- [Page extract]

_ _ _ _ _ _ _

Despite the challenges in historic work on systems biology, you’ll still find a lot of excitement these days in systems biology around Boston if you’ve been following the conference buzz and publications. Depending on who you ask, the promise of systems biology ranges across the board. Systems biology’s purpose may be to lead us to better, cheaper, more effective clinical trials. It might lead us to tailored biological therapies. There’s work on developing better antibiotics. There’s the worthy ambition for developing better artificial biology models and engineering existing ones for eating industrial waste(think little factories)...and you can probably name some that I’m not mentioning…feel free to use the comments function.
I am mildly concerned that there’s an inherent problem in a pell-mell rush towards systems biology. I’m concerned that there are no efforts to educate biologists capable of working in complex systems at the undergraduate level, or even at the graduate level, any more than we really, as a wide community, tried to widely disseminate computational training in biology. Systems biology extends that need. How many undergraduate biology degrees require extensive computer experience, physics, engineering or complex systems courses? Are we going to re-assemble the pieces of “old science” and call it “systems biology”, or are we going to attempt to educate the next generation of systems biologists?
We’ve got to re-train many of our existing biologists to be literate in the computational side of systems biology—not necessarily as expert programmers, but as biologists who can understand and work within the demands of the field. Without involved, literate biologists with a combination of lab and computational skills, “system biology” is going to be a paradigm that doesn’t differ significantly, at the scientist level, from what we already have.
We also need biology-literate classically-trained technologists, engineers, physicists, and chemists. What are we, as a systems biology enterprise, doing to widely encourage and develop this kind of education?
The community should make it a point to say right off, to anyone who cares to listen: some people are going to make promises about systems biology that will be hard promises to deliver on. I’ve heard it said more than once, in symposia and in discussion, that systems biology might make drug discovery more successful at either the discovery end or by helping to make clinical trials more successful.

_ _ _ _ _ _ _

- [Dataset content]
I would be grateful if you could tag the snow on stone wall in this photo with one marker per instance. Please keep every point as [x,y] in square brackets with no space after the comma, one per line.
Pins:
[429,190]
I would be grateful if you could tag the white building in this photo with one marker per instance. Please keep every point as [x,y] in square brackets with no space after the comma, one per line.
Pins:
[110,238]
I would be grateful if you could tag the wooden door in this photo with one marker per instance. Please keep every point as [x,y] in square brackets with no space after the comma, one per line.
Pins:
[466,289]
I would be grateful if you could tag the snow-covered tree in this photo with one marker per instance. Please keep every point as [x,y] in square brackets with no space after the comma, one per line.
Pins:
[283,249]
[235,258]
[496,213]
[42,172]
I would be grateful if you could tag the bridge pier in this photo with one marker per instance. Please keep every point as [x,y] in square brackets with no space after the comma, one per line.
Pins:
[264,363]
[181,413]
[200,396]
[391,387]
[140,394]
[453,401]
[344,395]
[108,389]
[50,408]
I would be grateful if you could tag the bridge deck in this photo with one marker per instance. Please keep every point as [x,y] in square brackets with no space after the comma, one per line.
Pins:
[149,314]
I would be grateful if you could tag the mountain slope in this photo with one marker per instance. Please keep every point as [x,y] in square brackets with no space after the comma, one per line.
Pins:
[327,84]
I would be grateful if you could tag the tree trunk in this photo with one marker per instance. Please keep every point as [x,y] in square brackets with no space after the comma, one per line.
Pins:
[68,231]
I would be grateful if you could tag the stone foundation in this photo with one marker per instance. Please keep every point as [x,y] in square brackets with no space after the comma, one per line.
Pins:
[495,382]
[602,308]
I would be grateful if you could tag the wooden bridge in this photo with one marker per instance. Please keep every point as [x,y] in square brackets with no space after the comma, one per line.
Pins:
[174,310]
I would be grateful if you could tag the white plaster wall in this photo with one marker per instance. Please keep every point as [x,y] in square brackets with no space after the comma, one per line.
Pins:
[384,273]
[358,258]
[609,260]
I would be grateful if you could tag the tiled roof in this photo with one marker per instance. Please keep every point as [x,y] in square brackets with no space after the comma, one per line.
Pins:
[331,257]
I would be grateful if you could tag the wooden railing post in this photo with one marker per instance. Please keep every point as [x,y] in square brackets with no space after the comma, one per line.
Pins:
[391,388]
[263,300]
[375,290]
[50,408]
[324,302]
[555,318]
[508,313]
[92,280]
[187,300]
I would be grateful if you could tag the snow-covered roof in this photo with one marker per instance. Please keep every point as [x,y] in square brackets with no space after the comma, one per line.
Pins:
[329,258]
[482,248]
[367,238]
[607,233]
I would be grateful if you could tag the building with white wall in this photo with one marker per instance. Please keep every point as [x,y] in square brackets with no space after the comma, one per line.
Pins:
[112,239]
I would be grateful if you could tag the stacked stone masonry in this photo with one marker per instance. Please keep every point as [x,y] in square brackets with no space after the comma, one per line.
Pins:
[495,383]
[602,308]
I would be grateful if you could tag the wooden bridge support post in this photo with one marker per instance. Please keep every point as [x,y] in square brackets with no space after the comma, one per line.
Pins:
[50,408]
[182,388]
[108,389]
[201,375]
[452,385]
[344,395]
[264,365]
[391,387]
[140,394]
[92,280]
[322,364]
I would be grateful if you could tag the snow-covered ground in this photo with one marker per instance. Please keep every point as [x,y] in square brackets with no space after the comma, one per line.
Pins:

_ _ _ _ _ _ _

- [Required action A]
From the systems biology passage above the entries, write out the text starting with "I am mildly" and going on through "of systems biologists?".
- [Required action B]
According to the systems biology passage, which classically trained people need to be biology-literate?
- [Required action C]
Continue the systems biology passage from its last sentence.

- [Output A]
I am mildly concerned that there’s an inherent problem in a pell-mell rush towards systems biology. I’m concerned that there are no efforts to educate biologists capable of working in complex systems at the undergraduate level, or even at the graduate level, any more than we really, as a wide community, tried to widely disseminate computational training in biology. Systems biology extends that need. How many undergraduate biology degrees require extensive computer experience, physics, engineering or complex systems courses? Are we going to re-assemble the pieces of “old science” and call it “systems biology”, or are we going to attempt to educate the next generation of systems biologists?

- [Output B]
Technologists, engineers, physicists, and chemists.

- [Output C]
Those kinds of statements will perk up the ears of biotech and pharma, who spend millions of dollars in failed clinical tests. Failures from from toxic side-effects, and also from a failure to show efficacy. Sometimes, a failure to reach a trial’s designed output might not say anything about the drug’s success in patients, but rather in conditions of the trial, such as the company’s choice of patient to test the drug in. If there is a way to increase success of clinical trials, even by a few percent, that means cost savings of millions of dollars. It’s suggested that systems biology approaches can work towards improving clinical trial success rates. Pharmas, biotechs, and large Universities are well aware of the potential of systems biology in this regard.
Promises of more successful clinical trials might be fulfilled someday but possibly with a caveat: I suspect that increased clinical trial success will come at a price I haven’t heard discussed. Along with the systems approach to translational medicine and use of this data in clinical trials, there is the inevitable need to segregate subgroups of patients in smaller groups, because systems biology will discover the diversity of phenotypes on genotypes and each type will require testing. We may have more successful trials, but I suspect they will be successful trials of smaller populations.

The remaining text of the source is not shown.